[Object position labeling entries]
:::
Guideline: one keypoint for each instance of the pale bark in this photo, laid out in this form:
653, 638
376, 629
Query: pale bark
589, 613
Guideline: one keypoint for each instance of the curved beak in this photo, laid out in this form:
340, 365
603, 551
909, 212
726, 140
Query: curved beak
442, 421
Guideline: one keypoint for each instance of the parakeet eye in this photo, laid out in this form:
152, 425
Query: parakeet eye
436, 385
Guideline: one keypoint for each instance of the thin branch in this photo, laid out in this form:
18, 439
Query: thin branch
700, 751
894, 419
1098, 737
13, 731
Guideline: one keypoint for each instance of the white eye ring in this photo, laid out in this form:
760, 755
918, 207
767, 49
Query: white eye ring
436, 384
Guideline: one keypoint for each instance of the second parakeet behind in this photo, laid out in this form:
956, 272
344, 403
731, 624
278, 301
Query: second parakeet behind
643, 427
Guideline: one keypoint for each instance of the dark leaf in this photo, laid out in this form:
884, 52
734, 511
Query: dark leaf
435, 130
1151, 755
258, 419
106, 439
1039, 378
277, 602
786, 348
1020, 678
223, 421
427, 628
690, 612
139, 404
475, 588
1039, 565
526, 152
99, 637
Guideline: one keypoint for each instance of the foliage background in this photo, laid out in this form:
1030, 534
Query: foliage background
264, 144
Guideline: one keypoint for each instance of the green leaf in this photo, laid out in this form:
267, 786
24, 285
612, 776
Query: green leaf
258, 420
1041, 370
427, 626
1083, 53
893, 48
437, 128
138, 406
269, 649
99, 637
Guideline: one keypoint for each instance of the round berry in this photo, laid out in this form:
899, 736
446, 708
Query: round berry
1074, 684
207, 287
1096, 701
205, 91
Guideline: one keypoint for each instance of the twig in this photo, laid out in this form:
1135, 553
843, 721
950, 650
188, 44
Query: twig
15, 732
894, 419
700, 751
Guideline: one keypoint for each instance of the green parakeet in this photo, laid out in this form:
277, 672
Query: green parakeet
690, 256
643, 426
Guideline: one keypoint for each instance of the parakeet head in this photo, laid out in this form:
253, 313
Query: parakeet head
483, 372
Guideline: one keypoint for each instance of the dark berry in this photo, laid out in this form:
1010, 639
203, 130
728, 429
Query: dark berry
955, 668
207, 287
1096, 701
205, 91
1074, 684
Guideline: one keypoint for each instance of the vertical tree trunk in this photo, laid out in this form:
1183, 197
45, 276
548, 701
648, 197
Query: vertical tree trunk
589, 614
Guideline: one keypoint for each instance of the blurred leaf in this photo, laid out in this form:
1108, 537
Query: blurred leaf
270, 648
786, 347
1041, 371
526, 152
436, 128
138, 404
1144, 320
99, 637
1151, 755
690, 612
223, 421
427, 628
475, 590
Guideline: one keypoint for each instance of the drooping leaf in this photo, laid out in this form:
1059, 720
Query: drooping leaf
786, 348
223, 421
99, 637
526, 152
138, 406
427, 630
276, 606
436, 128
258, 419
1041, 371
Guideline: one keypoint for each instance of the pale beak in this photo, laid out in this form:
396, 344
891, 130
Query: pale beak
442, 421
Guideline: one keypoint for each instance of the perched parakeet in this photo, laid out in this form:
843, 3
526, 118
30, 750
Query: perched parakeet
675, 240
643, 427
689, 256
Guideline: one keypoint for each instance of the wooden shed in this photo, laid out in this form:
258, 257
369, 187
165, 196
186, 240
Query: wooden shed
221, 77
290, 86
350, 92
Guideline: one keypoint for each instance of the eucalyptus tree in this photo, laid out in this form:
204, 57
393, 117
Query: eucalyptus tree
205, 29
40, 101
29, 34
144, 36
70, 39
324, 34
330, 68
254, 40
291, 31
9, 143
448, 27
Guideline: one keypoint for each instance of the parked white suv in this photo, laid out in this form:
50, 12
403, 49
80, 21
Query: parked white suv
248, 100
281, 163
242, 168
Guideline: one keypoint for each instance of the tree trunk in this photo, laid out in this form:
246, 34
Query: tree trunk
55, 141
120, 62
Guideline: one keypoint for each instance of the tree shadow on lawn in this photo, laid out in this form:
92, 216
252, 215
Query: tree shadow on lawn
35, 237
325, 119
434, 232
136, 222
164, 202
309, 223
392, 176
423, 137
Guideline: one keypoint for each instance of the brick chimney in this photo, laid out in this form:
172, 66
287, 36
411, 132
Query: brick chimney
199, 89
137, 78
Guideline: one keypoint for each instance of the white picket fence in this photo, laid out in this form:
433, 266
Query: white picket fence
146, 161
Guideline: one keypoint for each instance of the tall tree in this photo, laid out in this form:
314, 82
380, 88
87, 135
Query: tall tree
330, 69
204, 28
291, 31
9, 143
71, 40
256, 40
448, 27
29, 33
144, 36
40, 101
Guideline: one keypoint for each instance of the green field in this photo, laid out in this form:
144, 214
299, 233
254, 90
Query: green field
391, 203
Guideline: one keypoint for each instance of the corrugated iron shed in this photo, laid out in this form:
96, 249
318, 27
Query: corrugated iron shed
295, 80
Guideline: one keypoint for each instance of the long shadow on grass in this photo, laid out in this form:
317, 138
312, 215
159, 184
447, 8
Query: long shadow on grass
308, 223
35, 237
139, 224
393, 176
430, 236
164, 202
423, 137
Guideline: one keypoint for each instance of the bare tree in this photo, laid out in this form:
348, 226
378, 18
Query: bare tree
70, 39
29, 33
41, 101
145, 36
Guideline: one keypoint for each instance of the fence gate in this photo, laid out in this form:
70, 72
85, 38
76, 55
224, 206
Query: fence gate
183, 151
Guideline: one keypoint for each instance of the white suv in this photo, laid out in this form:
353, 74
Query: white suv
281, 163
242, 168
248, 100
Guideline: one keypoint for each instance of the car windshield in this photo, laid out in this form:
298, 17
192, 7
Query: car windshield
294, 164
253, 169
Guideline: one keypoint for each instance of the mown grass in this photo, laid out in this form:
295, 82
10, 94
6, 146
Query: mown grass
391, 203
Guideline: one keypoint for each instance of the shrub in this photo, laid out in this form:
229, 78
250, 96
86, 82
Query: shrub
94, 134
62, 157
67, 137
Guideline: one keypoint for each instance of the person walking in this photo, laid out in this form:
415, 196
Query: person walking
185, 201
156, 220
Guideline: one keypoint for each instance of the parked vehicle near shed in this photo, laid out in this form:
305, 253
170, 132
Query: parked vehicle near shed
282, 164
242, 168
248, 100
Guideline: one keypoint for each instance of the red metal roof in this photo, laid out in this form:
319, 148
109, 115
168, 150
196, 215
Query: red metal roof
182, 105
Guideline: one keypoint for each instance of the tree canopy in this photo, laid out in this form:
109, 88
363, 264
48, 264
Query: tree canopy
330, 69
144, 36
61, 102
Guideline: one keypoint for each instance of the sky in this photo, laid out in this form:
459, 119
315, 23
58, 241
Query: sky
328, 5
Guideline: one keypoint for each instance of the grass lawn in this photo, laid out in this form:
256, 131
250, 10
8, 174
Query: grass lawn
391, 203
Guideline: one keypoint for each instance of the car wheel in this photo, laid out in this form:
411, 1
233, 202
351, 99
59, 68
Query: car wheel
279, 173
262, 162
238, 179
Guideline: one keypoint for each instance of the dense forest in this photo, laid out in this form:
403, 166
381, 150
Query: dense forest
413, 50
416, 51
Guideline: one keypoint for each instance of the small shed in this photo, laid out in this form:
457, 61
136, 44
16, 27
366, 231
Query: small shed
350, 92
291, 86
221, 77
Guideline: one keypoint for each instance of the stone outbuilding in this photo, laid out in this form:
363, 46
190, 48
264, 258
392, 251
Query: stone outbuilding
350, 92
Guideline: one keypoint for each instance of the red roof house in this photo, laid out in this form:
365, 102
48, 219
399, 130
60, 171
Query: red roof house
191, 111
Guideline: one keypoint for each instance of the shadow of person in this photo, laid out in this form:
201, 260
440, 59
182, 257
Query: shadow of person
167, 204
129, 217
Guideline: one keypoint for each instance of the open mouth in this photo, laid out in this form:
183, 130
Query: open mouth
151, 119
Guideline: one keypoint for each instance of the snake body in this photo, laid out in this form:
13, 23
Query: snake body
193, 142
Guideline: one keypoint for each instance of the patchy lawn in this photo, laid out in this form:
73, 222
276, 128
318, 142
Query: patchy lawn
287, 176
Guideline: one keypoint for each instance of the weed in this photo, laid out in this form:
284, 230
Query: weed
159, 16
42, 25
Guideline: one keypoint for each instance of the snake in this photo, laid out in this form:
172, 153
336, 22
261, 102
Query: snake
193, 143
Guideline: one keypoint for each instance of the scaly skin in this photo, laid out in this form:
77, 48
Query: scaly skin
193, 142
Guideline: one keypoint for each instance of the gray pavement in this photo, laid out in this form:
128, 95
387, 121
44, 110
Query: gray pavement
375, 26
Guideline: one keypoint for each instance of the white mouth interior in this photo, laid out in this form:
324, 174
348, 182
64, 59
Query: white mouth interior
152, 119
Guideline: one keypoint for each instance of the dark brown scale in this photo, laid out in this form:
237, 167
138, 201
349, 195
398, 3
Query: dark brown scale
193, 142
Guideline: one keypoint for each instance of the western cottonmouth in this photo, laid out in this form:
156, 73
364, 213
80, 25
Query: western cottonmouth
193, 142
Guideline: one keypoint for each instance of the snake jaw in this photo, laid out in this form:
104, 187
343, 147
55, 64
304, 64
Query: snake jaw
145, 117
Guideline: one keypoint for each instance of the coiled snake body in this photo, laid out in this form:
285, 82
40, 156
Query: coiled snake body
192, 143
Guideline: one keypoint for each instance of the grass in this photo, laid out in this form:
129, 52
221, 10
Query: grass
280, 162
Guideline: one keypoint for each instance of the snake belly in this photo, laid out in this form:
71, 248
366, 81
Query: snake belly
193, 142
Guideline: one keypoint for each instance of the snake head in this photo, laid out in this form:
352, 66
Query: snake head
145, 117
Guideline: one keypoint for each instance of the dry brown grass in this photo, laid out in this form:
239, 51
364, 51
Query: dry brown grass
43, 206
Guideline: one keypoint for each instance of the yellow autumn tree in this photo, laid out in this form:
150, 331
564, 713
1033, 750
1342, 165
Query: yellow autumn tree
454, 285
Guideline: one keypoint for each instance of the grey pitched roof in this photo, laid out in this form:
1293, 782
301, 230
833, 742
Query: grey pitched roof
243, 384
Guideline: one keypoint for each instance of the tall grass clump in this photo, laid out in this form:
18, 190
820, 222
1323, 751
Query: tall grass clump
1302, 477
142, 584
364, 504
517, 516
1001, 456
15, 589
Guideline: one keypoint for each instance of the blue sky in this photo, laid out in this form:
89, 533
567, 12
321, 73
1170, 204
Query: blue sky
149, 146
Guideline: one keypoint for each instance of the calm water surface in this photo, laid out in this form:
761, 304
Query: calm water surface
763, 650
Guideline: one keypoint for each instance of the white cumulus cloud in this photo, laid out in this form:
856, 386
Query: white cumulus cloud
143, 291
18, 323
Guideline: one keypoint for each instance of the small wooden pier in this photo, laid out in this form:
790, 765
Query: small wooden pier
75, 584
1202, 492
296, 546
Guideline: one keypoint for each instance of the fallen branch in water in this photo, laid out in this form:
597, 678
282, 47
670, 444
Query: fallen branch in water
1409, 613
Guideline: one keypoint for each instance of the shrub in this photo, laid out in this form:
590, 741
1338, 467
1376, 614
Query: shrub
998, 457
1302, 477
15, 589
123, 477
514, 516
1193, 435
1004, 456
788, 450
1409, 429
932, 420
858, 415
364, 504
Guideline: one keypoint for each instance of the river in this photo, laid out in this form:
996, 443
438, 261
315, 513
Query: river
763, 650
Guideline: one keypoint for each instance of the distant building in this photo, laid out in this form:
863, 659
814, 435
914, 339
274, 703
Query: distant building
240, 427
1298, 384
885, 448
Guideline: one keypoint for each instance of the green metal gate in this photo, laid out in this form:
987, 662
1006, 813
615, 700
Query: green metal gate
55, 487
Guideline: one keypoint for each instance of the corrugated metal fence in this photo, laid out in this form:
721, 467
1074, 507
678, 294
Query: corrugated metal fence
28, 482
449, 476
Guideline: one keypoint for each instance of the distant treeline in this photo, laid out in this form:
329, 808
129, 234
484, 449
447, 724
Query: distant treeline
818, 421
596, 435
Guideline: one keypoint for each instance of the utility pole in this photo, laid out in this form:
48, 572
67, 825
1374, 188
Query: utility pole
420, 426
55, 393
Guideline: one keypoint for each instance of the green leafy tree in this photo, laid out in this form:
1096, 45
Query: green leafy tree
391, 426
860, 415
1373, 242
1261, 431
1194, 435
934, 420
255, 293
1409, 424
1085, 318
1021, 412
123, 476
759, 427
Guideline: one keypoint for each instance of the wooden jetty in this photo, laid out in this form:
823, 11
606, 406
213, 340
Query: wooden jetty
:::
• Written exercise
Reproduce the lines of the entries above exactly, but only from the line containing "Guideline: one keypoint for each instance of the fallen" through the final line.

• Solution to the problem
Guideline: one keypoint for each instance of the fallen branch in water in this photo, laid out in this form:
597, 678
282, 47
670, 444
Query: fallen branch in water
1409, 613
Guideline: one keypoint for each instance of the shrub in this photo, laid out in this form:
590, 741
1338, 467
1376, 614
Query: shrub
998, 457
1302, 477
15, 589
123, 477
514, 516
1193, 435
1004, 456
788, 450
1409, 429
932, 420
858, 415
364, 504
Guideline: one keypoint for each instance of the river in this photo, laid out in this form:
996, 443
438, 261
315, 513
Query: river
763, 650
Guideline: one keypoint for each instance of the distant building in this photo, laid out in this form:
863, 659
814, 435
914, 339
274, 703
Query: distant building
240, 427
1298, 384
885, 448
Guideline: one keypoint for each instance of the green metal gate in this photo, laid out in this form:
987, 662
1006, 813
615, 700
Query: green metal gate
55, 487
Guideline: one keypoint for each instance of the corrugated metal fence in this photo, laid out in this form:
721, 467
1074, 507
678, 294
Query: corrugated metal fence
28, 482
449, 476
Guideline: one keypoint for each instance of the distant treeline in this photo, laid out in this form:
329, 808
129, 234
484, 449
447, 724
Query: distant treeline
818, 421
596, 435
Guideline: one keypoint for each instance of the utility pole in this photo, laid out in this form:
48, 572
67, 825
1374, 188
Query: utility pole
420, 426
55, 393
Guideline: one keypoint for each instance of the green leafy tree in this photo, laid out in this form:
1096, 45
Query: green leafy tree
391, 426
860, 415
1373, 242
1261, 431
1194, 435
934, 420
255, 293
1409, 424
1085, 318
1021, 412
123, 476
759, 427
Guideline: one keypoint for each instance of the wooden jetty in this photo, laid out in this form:
823, 11
606, 406
213, 340
Query: wooden jetty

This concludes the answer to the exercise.